**To be done:** Please convert the material below into a JSON list of strings, one string per line with blank lines omitted, beginning at the line that contains "form [(90, 41)]." and stopping after the line that contains "[(155, 106), (218, 134), (2, 123)]".

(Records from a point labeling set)
----------------------------------------

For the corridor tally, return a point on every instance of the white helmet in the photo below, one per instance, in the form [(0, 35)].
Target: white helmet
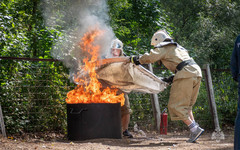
[(117, 44), (159, 37)]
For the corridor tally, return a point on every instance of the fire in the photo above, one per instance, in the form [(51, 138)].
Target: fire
[(92, 92)]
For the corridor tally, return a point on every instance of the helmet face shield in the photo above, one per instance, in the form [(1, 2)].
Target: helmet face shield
[(116, 44), (159, 37)]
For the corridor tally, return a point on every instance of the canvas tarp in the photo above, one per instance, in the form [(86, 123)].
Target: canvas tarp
[(130, 77)]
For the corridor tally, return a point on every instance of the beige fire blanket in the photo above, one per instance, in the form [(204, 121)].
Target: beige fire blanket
[(130, 77)]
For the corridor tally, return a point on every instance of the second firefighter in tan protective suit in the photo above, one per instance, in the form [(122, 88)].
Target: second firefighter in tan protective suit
[(186, 82)]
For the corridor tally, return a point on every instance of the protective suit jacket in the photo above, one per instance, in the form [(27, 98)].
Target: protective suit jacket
[(171, 56)]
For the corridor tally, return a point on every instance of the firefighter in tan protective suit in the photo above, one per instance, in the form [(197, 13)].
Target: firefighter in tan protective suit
[(117, 51), (185, 83)]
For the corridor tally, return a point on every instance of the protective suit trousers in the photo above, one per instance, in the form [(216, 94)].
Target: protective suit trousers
[(183, 96)]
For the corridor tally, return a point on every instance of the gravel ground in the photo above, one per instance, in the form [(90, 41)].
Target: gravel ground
[(152, 141)]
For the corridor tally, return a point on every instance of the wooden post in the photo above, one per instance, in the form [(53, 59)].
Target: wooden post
[(155, 106), (218, 134), (2, 123)]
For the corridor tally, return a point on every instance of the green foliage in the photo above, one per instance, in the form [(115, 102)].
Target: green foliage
[(135, 21), (207, 28)]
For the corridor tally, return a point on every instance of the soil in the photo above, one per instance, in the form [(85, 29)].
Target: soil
[(152, 141)]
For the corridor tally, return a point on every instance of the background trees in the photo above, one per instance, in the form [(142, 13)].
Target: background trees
[(207, 28)]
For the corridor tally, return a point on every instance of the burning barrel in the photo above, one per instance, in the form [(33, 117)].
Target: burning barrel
[(93, 111), (96, 120)]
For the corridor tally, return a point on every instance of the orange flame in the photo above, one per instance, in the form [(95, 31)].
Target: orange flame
[(92, 92)]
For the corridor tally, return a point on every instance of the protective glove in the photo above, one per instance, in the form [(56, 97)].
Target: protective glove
[(169, 80), (135, 60)]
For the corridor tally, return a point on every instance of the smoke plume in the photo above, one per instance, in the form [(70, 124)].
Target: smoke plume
[(74, 18)]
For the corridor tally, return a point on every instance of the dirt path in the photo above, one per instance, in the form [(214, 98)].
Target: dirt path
[(172, 141)]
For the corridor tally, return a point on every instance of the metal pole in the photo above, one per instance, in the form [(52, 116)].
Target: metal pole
[(2, 123), (218, 134)]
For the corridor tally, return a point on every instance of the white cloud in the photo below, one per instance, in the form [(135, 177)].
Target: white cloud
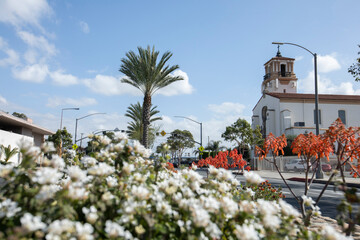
[(62, 79), (326, 86), (3, 101), (227, 108), (12, 56), (109, 85), (84, 27), (38, 42), (328, 63), (33, 73), (23, 12), (179, 87), (58, 101)]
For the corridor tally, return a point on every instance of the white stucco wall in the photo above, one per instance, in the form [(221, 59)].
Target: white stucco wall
[(273, 106), (283, 115), (13, 139)]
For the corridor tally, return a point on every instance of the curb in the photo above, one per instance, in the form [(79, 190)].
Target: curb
[(297, 179)]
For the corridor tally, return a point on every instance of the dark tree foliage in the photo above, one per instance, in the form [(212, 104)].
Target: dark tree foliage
[(355, 68), (179, 141), (244, 136), (148, 74)]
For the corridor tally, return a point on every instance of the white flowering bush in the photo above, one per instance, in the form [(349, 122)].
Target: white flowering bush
[(119, 193)]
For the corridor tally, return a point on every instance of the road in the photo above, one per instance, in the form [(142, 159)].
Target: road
[(327, 203)]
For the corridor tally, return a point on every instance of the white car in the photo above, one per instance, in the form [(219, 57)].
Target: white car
[(295, 165)]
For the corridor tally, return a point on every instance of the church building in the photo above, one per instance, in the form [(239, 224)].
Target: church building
[(282, 110)]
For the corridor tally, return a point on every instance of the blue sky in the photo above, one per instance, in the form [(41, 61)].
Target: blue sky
[(59, 54)]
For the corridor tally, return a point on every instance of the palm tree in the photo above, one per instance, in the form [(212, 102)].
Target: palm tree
[(146, 73), (135, 127)]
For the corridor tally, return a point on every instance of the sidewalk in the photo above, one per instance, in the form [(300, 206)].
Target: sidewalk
[(300, 177)]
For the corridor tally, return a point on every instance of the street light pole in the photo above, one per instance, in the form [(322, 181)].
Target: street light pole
[(319, 172), (197, 123), (62, 110), (80, 119)]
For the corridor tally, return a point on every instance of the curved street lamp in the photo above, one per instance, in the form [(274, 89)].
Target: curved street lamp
[(80, 119), (319, 173), (197, 123)]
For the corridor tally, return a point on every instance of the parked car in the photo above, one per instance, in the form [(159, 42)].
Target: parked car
[(295, 165), (324, 166)]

----------------------------------------

**Right answer:**
[
  "For the corridor tally, return a point on every instance of the gravel ground in the photo above, one per instance, in the form [(90, 41)].",
  "Target: gravel ground",
  "[(152, 141)]",
  "For the corridor tally, return a point on every instance of the wooden post in the photo above, one per instance, in the form [(53, 59)].",
  "Target: wooden post",
  "[(155, 106), (218, 134), (2, 123)]"
]